YOUR TASK => Your task is to copy each line of the records that includes the string "below".

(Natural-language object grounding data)

▬▬▬

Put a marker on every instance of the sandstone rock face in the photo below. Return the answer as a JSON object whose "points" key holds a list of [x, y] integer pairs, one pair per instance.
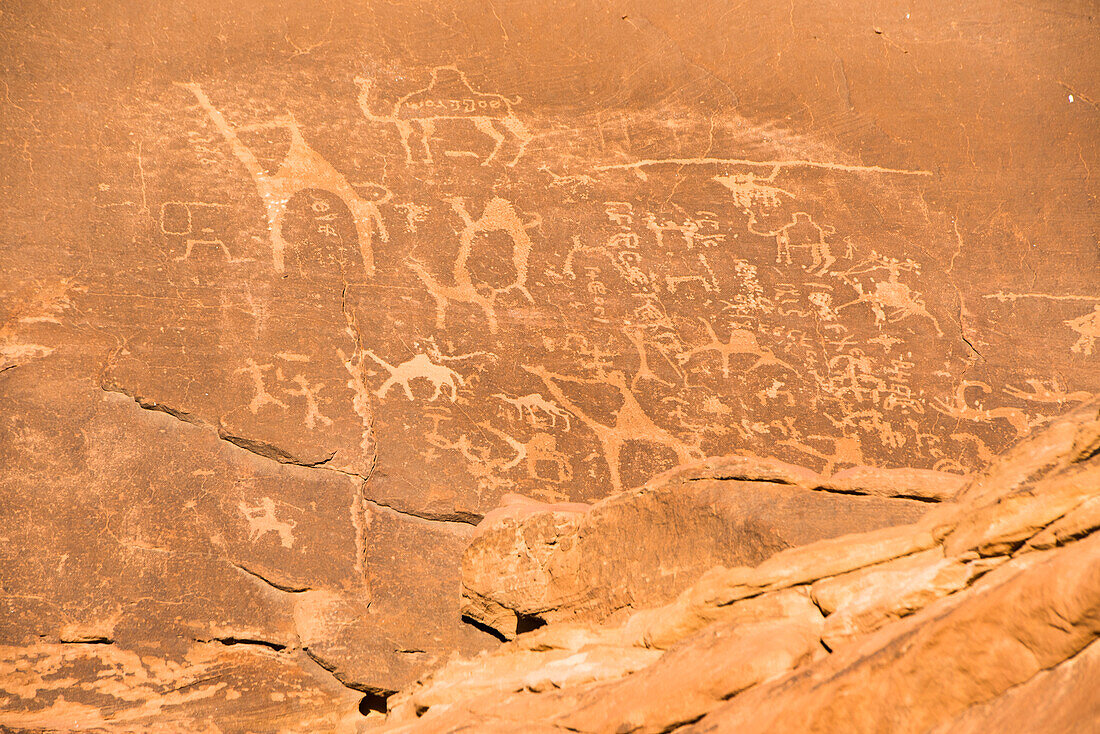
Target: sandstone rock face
{"points": [[640, 548], [743, 299], [900, 628]]}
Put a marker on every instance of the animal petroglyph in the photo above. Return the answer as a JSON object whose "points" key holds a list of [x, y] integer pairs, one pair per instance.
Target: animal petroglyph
{"points": [[262, 521], [749, 189], [637, 165], [847, 450], [891, 300], [961, 408], [532, 406], [741, 341], [419, 367], [540, 451], [630, 423], [449, 96], [802, 232], [301, 168], [1042, 392], [498, 216]]}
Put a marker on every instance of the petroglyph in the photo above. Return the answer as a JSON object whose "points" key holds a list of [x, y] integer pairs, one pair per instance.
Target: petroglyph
{"points": [[540, 452], [630, 422], [961, 408], [635, 165], [741, 341], [191, 222], [261, 396], [262, 521], [534, 406], [498, 216], [749, 189], [301, 168], [309, 391], [1041, 392], [449, 96], [1088, 327], [419, 367], [802, 232], [890, 300]]}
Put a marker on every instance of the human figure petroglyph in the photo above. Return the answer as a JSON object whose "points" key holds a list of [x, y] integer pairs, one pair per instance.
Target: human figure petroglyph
{"points": [[637, 338], [498, 216], [749, 189], [802, 232], [300, 168], [532, 405], [261, 396], [309, 391], [741, 341], [686, 229], [891, 300], [1088, 327], [187, 219], [449, 96], [419, 367], [262, 521], [961, 408], [630, 423]]}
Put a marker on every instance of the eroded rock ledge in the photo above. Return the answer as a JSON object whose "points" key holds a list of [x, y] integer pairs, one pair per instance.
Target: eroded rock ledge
{"points": [[982, 611]]}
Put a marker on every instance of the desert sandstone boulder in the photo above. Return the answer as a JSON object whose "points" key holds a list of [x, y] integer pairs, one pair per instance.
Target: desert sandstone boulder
{"points": [[644, 547]]}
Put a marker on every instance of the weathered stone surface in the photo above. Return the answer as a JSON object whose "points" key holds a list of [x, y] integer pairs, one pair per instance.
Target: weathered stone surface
{"points": [[923, 675], [293, 295], [644, 547], [913, 637], [1062, 699]]}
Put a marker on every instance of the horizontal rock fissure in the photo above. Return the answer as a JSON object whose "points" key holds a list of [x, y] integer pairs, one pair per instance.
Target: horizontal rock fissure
{"points": [[278, 647], [340, 678], [275, 584], [272, 452]]}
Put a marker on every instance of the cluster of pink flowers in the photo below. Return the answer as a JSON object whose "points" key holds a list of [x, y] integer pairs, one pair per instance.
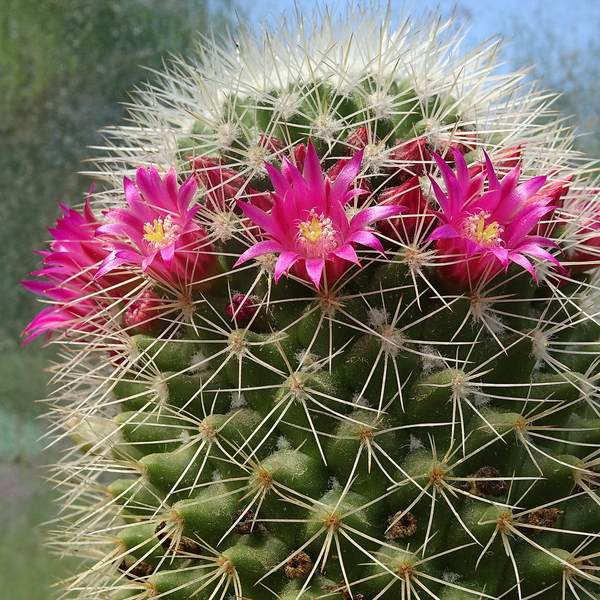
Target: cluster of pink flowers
{"points": [[312, 220]]}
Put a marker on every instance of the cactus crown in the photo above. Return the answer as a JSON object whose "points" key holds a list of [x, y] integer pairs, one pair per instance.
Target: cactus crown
{"points": [[336, 334]]}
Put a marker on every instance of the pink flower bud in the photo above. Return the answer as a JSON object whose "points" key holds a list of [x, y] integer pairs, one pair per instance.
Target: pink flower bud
{"points": [[410, 157], [359, 139], [221, 183], [270, 143], [241, 309]]}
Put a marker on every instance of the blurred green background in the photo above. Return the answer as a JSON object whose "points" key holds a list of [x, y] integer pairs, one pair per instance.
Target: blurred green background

▬▬▬

EXERCISE OUTPUT =>
Put a marker on every instance of the sandstone rock face in the photo below. Return the answer as a JSON object whose "points" key holds a list of [x, y] integer pairs, one pair per instance.
Put a marker on every instance of the cluster of pink flowers in the photo below. Return the answer as a JSON object whose "points" key holds a list of [x, y] integer pairs, one pair per instance.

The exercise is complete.